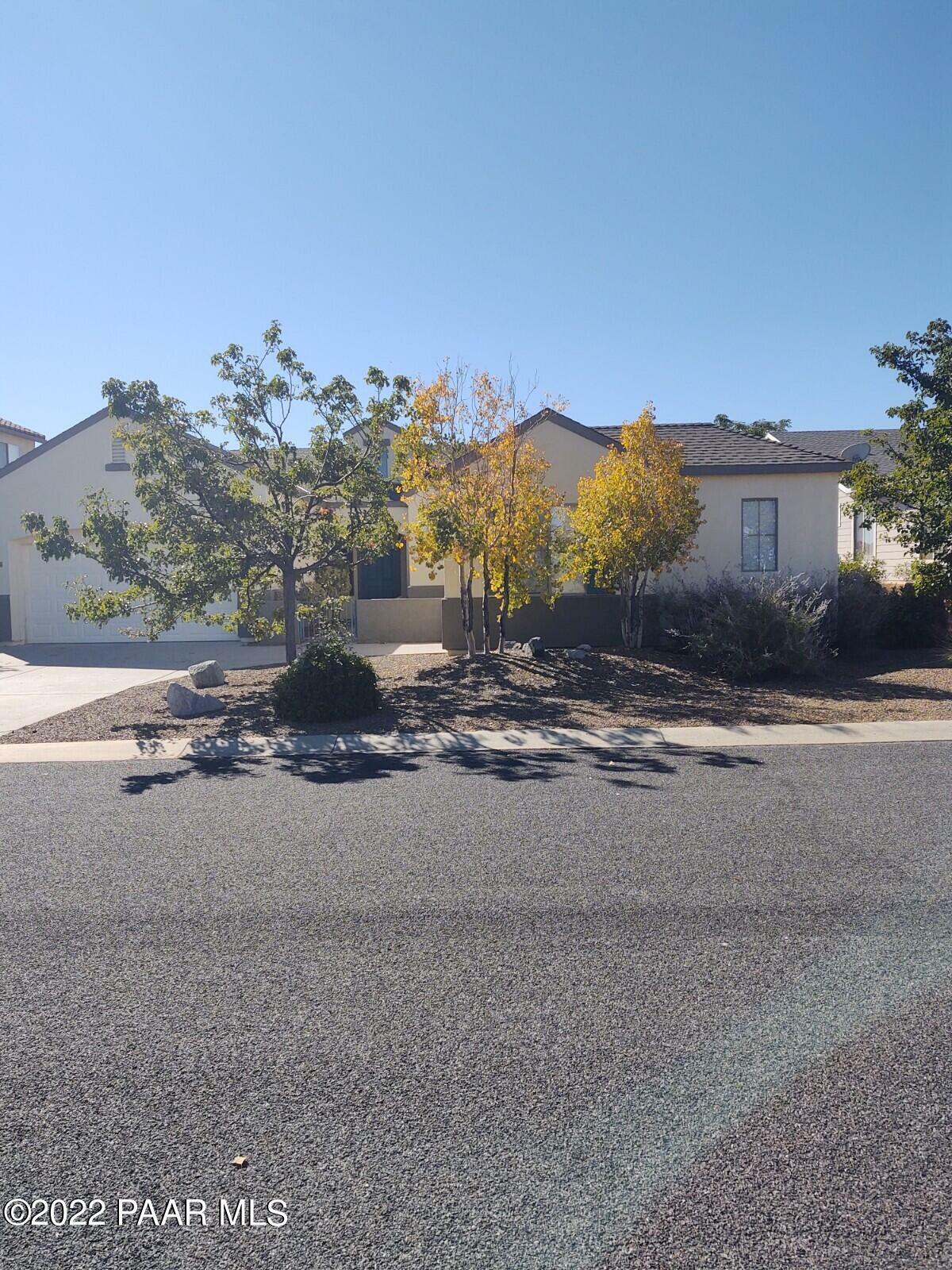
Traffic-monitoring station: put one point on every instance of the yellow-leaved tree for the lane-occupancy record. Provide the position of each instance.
(636, 518)
(479, 495)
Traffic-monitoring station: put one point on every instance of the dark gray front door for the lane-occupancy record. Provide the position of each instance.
(382, 578)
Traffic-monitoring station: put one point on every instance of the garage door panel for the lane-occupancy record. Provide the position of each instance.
(48, 591)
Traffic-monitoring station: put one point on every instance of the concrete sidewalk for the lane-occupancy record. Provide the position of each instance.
(509, 741)
(38, 681)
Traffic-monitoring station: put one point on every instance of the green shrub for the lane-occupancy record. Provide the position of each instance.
(325, 683)
(931, 578)
(913, 620)
(861, 605)
(754, 628)
(873, 571)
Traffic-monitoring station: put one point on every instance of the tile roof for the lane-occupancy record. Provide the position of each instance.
(711, 448)
(6, 425)
(835, 441)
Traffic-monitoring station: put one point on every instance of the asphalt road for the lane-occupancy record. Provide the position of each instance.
(632, 1009)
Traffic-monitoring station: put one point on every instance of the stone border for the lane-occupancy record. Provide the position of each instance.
(508, 741)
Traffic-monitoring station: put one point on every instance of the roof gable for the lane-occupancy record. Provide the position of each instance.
(6, 425)
(38, 451)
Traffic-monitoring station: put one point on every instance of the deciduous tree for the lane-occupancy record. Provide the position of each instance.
(916, 497)
(240, 514)
(758, 429)
(636, 518)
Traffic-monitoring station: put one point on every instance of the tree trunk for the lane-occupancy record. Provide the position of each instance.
(290, 597)
(466, 610)
(640, 620)
(626, 594)
(505, 606)
(486, 648)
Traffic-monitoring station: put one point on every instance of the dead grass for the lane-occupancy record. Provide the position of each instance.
(609, 689)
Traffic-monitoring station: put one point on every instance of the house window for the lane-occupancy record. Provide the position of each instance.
(758, 535)
(863, 537)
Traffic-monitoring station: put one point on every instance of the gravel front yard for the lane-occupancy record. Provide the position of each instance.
(609, 689)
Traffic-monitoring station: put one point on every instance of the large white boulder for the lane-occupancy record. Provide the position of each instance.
(186, 704)
(206, 675)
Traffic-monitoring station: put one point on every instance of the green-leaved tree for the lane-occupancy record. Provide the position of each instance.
(758, 429)
(232, 507)
(916, 497)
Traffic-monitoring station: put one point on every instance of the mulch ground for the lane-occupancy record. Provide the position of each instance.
(608, 689)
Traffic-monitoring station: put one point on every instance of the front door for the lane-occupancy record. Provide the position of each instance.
(381, 578)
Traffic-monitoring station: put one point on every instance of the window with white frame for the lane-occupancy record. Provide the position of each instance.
(758, 535)
(863, 537)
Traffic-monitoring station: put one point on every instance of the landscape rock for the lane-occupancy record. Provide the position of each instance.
(206, 675)
(186, 704)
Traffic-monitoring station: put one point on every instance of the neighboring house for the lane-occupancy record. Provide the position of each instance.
(854, 537)
(771, 508)
(52, 478)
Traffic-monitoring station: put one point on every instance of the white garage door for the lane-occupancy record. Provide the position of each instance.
(48, 592)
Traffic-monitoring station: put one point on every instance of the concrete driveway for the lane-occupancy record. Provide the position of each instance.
(635, 1010)
(42, 679)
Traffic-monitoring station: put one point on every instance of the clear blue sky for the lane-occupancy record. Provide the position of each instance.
(715, 205)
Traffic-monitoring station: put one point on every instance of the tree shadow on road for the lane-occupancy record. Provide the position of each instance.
(617, 768)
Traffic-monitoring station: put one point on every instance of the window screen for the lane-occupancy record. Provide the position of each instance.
(758, 527)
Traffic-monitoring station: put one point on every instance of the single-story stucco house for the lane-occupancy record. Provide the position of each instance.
(16, 441)
(52, 478)
(771, 507)
(856, 537)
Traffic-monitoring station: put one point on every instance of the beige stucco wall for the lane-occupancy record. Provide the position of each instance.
(55, 482)
(806, 524)
(52, 484)
(806, 508)
(16, 438)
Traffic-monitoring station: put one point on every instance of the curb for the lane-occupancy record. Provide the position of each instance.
(507, 741)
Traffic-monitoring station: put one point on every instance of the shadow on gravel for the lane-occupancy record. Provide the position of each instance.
(620, 768)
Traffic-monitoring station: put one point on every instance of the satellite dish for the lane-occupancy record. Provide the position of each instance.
(856, 452)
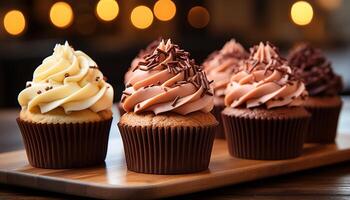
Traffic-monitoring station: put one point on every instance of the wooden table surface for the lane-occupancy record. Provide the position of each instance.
(330, 182)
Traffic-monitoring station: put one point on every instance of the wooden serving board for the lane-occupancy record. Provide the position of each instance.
(114, 181)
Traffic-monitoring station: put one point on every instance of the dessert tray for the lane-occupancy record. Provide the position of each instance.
(113, 181)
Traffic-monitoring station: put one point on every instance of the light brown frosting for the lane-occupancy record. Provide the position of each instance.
(168, 81)
(140, 58)
(220, 65)
(265, 79)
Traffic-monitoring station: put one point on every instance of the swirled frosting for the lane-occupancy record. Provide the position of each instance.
(315, 70)
(220, 65)
(67, 79)
(140, 58)
(265, 79)
(168, 81)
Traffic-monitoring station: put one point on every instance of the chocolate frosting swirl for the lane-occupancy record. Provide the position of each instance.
(265, 79)
(315, 70)
(168, 81)
(220, 65)
(139, 58)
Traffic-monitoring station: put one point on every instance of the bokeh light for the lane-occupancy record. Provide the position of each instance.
(107, 10)
(330, 4)
(301, 13)
(14, 22)
(164, 10)
(198, 17)
(61, 14)
(141, 17)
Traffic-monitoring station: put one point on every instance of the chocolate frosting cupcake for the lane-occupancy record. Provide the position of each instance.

######

_REQUEST_. Leave out the pictures and retype every line above exactly.

_SOLVED PROBLEM_.
Traffic-monitoring station: put one point on every instance of the yellow-leaved tree for the lane-occupancy record. Provide the position of each instance.
(636, 518)
(479, 495)
Traffic-monitoring station: put one point on every instance of the dark gray front door for the lane-occupancy record. Provide the position of each instance.
(382, 578)
Traffic-monitoring station: put one point on every instance of the garage door panel for the lane-occupancy record. Provide the position of each instance.
(48, 591)
Traffic-monitoring station: put one point on every instance of the concrete sidewalk for the lane-occupancy record. Provide the position of each instance.
(509, 741)
(38, 681)
Traffic-monitoring station: put one point on every instance of the green shrub for the lane-occupancy record. Provide the position of each instance.
(325, 683)
(931, 578)
(913, 620)
(861, 605)
(754, 628)
(873, 571)
Traffic-monitoring station: put one point on every instance of the tile roof for the lane-occupancy record. Provide the position of each instance.
(711, 448)
(6, 425)
(835, 441)
Traffic-monitoring station: put one point on every instance of the asphalt road for the lane-occupancy record. Provide the position of each instance.
(632, 1009)
Traffic-monitoring station: put one point on every instance of the stone border for the lane-occupancy record. Provide the position of each instance.
(508, 741)
Traffic-monitoring station: put one point on every instance of the roof gable for the lane-occupancy record. Provide the position of each instance.
(6, 425)
(38, 451)
Traffic-monitoring station: put one point on every instance of the deciduous tree for the lane-occupancy record. Provide the position of each instance.
(916, 497)
(240, 514)
(758, 429)
(636, 518)
Traffic-monitoring station: put one point on every instance of the tree trunk for the lane-occupancy record. Provide the position of each instance.
(290, 597)
(466, 610)
(640, 620)
(626, 594)
(505, 606)
(486, 648)
Traffic-monitoring station: put one point on every instance of the dead grass for the lane-occupancy record. Provide the position of each instance.
(609, 689)
Traffic-monitoring station: put one point on every instance of the house window for the lane-occupancy record. Provide the position of each instance.
(758, 535)
(863, 537)
Traffic-monitoring station: put one point on every instance of the gravel front yard for the lane-occupancy record. Provide the position of each instance.
(609, 689)
Traffic-monitoring station: put one point on every instance of the large white boulder for the lane-occupancy record. Provide the position of each instance.
(186, 704)
(206, 675)
Traffic-monitoring station: put one point on every instance of the green-leaved tree for the lane-occupancy record. Provide the position of each instance.
(758, 429)
(232, 507)
(916, 497)
Traffic-monitoring station: put one point on every instance of the mulch ground for the lane-occupancy record. Provide the position of each instance.
(608, 689)
Traffic-monitoring station: put one point on every instance of the front door for the lane-occupancy record. Provide the position of each instance.
(381, 578)
Traffic-monitoring station: put one point on every instance of the window with white frame for the lane-occupancy record. Provide the position of each instance.
(758, 535)
(863, 537)
Traffic-monitoring station: put one point on every instance of the landscape rock for the lane-occupancy record. Provide the position of each instance.
(206, 675)
(186, 704)
Traffic-monitoring station: put one point on every instance of the neighboring house for the lane-occupancy record. Provide the position of each instance.
(854, 537)
(771, 508)
(52, 478)
Traffic-monitoring station: put one point on every instance of the white garage door for the lane-occupancy record. Provide the position of each instance.
(48, 592)
Traffic-monitoring station: put one point on every instance of the concrete driveway for the lane-occupancy record. Provide the position of each instance.
(635, 1010)
(42, 679)
Traffic-monitoring station: put one point on every instance of the clear blue sky for the lane-occupancy record. Provide the position of each instance.
(715, 205)
Traffic-monitoring station: put one point on every instance of the tree shadow on road for the lane-occupancy record. Provide the position of each instance.
(617, 768)
Traffic-monitoring station: put one point on every instance of the window screen for the lane-occupancy record. Provide the position of each instance.
(758, 527)
Traffic-monitoring station: put one point on every instance of the single-story stucco house for the lane-occupancy record. Provide the position of each instance.
(16, 441)
(52, 478)
(771, 507)
(856, 537)
Traffic-monitoring station: put one point on every instance of the beige stucco wall for the lane-occupancy record. Provide the position of each instance.
(55, 482)
(806, 524)
(52, 484)
(806, 508)
(16, 438)
Traffic-monitoring station: put one point on every instance of the curb for the lane-occupancy record. Provide the position of each instance.
(507, 741)
Traffic-monitoring station: put one point on every instance of the shadow on gravel for the lane-occupancy record. Provide the position of each instance.
(620, 768)
Traffic-monitoring station: put one point on every instance of the satellite dish for the lane-occupancy record. Provide the position of each instance.
(856, 452)
Traffic-monitoring station: put one point on every instance of the wooden table surface for the lane-occupancy record. Provide the position of each instance.
(330, 182)
Traffic-monitoring station: put one point on every instance of the wooden serving board for the lane-occupancy record. Provide the position of each instance.
(114, 181)
Traffic-monitoring station: put one point on every instance of the dessert tray for the lane-occupancy record. Provide the position of each instance.
(113, 181)
Traffic-monitoring station: put one point on every instance of the light brown frosting for the lane-occupancy record. Provide the position of each instance.
(168, 81)
(140, 58)
(220, 65)
(265, 79)
Traffic-monitoring station: put one point on every instance of the swirled frosting for the lane-occupancy record. Provide the position of each instance.
(315, 70)
(220, 65)
(67, 79)
(140, 58)
(265, 79)
(168, 81)
Traffic-monitoring station: put one point on every instance of the chocolate frosting swirl for the lane-occupancy record. Provide the position of each instance.
(265, 79)
(315, 70)
(168, 81)
(220, 65)
(139, 58)
Traffic-monitoring station: put one point on every instance of the bokeh light for the lane-occupancy record. Provide the position of each instance.
(107, 10)
(330, 4)
(301, 13)
(14, 22)
(164, 10)
(198, 17)
(61, 14)
(141, 17)
Traffic-monitoring station: put one point on every instance of the chocolate frosting cupcake for the lane-occupancy record. Provide the position of each instance.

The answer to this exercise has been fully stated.